▸ What you should do: Count the lines below that contain the string "target", and reply with the number alone.

▸ Entries drawn from a collection:
-- BEGIN --

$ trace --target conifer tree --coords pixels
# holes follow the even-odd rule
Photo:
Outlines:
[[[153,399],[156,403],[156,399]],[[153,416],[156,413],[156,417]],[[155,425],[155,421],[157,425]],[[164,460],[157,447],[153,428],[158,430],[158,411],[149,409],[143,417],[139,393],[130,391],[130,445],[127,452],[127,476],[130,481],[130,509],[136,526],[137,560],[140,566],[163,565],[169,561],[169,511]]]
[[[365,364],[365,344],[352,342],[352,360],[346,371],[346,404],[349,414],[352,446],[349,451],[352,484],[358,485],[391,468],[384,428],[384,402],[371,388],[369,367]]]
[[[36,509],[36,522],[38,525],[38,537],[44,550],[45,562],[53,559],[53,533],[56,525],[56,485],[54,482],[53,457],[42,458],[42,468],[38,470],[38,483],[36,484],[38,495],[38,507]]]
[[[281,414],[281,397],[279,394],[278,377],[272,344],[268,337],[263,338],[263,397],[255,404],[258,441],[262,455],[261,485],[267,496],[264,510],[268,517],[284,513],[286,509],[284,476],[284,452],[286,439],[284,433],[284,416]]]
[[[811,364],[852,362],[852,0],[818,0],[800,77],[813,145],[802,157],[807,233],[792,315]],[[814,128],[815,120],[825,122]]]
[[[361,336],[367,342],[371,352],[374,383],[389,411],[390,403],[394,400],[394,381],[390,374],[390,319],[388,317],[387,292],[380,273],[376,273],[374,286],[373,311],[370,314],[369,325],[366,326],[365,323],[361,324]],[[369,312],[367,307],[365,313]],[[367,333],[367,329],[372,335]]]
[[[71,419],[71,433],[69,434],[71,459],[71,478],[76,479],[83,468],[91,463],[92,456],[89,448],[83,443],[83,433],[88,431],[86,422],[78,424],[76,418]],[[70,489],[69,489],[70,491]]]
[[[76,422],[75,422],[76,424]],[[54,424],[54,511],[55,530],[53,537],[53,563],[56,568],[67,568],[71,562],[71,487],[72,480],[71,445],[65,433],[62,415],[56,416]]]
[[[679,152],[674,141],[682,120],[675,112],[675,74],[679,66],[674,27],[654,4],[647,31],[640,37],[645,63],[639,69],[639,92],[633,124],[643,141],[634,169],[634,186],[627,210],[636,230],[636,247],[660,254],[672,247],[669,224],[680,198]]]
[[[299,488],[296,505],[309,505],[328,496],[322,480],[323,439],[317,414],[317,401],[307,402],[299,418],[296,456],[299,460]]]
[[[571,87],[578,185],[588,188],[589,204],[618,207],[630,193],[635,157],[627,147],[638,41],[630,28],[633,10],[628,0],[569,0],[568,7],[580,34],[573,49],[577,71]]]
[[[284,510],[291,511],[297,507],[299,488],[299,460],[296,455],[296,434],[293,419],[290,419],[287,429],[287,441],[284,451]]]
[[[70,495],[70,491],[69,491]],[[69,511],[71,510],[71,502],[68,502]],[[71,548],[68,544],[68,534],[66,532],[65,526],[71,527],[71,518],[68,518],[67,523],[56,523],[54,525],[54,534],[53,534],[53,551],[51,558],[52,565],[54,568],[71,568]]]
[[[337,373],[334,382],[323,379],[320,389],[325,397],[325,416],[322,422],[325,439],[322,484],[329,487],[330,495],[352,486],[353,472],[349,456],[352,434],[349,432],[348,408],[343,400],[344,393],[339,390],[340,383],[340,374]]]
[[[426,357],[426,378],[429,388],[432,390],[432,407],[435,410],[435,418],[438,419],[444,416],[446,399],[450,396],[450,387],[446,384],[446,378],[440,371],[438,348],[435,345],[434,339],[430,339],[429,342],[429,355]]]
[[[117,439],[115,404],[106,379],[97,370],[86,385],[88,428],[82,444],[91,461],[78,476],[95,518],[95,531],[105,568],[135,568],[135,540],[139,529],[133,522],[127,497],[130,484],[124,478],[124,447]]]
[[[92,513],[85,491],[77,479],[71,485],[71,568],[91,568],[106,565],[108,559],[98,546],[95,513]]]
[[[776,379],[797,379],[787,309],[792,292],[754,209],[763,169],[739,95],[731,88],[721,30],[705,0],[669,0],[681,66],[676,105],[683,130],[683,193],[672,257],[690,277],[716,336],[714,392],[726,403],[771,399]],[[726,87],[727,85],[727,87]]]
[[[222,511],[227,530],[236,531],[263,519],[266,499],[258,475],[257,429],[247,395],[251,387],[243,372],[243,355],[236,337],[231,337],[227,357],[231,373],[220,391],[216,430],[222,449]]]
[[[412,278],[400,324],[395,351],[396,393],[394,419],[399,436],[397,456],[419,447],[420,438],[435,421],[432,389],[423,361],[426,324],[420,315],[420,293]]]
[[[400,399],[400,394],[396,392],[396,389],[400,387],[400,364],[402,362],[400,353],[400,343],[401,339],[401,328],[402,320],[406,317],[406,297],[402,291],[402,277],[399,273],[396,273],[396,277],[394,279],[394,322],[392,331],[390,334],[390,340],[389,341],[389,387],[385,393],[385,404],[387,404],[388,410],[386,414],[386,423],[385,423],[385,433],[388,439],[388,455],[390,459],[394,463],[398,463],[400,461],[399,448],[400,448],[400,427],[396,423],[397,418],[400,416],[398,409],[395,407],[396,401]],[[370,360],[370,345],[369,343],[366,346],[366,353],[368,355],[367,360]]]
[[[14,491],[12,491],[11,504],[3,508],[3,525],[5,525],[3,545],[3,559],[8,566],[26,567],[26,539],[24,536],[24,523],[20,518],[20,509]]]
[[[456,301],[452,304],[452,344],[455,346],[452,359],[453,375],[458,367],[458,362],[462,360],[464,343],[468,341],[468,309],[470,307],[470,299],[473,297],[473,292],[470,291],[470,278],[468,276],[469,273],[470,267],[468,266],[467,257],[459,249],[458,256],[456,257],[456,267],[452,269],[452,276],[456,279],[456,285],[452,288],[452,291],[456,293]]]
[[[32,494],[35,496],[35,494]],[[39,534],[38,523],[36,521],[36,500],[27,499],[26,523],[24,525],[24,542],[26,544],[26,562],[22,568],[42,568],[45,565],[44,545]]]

-- END --

▸ Answer below: 1